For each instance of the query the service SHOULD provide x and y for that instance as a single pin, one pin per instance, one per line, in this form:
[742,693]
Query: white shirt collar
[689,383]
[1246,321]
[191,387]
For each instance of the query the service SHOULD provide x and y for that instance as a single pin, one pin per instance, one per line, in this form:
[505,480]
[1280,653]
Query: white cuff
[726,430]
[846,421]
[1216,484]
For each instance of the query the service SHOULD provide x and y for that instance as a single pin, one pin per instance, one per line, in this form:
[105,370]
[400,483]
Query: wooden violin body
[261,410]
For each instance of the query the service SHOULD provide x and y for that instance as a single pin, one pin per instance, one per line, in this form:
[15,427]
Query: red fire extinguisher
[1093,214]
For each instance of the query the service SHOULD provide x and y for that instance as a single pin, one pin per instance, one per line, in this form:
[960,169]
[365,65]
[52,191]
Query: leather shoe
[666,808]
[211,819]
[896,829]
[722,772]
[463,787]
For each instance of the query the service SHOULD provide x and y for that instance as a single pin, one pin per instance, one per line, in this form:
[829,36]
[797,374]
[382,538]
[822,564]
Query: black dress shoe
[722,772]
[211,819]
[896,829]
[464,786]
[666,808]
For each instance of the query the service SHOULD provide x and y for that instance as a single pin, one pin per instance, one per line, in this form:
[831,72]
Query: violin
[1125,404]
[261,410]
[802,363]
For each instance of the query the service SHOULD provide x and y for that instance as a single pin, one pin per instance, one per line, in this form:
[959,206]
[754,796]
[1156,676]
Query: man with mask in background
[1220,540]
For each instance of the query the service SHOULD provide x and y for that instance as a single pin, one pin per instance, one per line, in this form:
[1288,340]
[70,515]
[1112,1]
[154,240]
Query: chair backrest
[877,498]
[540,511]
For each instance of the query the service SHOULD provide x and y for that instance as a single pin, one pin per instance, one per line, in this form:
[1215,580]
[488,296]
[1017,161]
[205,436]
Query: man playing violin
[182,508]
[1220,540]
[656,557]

*****

# [Goal]
Transcribe the entire listing above precisely.

# [Solved problem]
For each instance of the query the service SHOULD provide x and y for that instance as a single pin, one pin per instance, one per line, in this form:
[742,693]
Query: white shirt collar
[689,383]
[1246,321]
[191,387]
For each instance of the query the service SHOULD provide x and y for that instance as a single pin, one pin per instance, one per line, in this form:
[505,480]
[1280,653]
Query: white cuff
[726,430]
[846,421]
[1216,484]
For each instance of the query the service SHOULD provide x and y for that instance as a single pin, one pin per instance, one per line, in this form:
[105,370]
[400,483]
Query: wooden violin body
[261,410]
For each instance of the query the service SHOULD provide x and y for that instance as a single pin, one pin per instance, one per line, in this form:
[15,427]
Query: red fire extinguisher
[1093,214]
For each instance of the query the service SHOULD provide x and y for that instance as a single pin, one pin per instance, one per line, in this form:
[960,169]
[365,65]
[52,191]
Query: leather shoe
[666,808]
[211,819]
[896,829]
[722,772]
[463,787]
For each instance of the query the service SHOULD provide x and y for that instance as a single pin, one pin per instance, one per line, in this form:
[829,36]
[797,374]
[382,538]
[822,564]
Query: black dress shoe
[722,772]
[211,819]
[896,829]
[464,786]
[666,808]
For each instance of the query the service SHOULD provide x and y for that instance as a single pin, one pin per instance, one per line, in this form:
[831,72]
Query: violin
[1125,404]
[261,410]
[802,363]
For each instance of the query the service SHOULD provide x and y for that instance as a single pin, one pin per instance, one per line, in this form:
[959,206]
[754,796]
[1156,676]
Query: man with mask in background
[1220,540]
For each instance of the query the service SHOULD provide x and y for that instance as a single pin, one pin per instance, one per line, in this form:
[1288,340]
[70,515]
[1112,1]
[154,240]
Query: chair backrest
[877,498]
[540,511]
For each instance of the query the service SHOULD provide x and y for that instance as a single pin, one pin per instance, one per line, in this form:
[1215,580]
[488,296]
[1017,161]
[205,436]
Query: man playing violin
[182,508]
[1220,540]
[656,557]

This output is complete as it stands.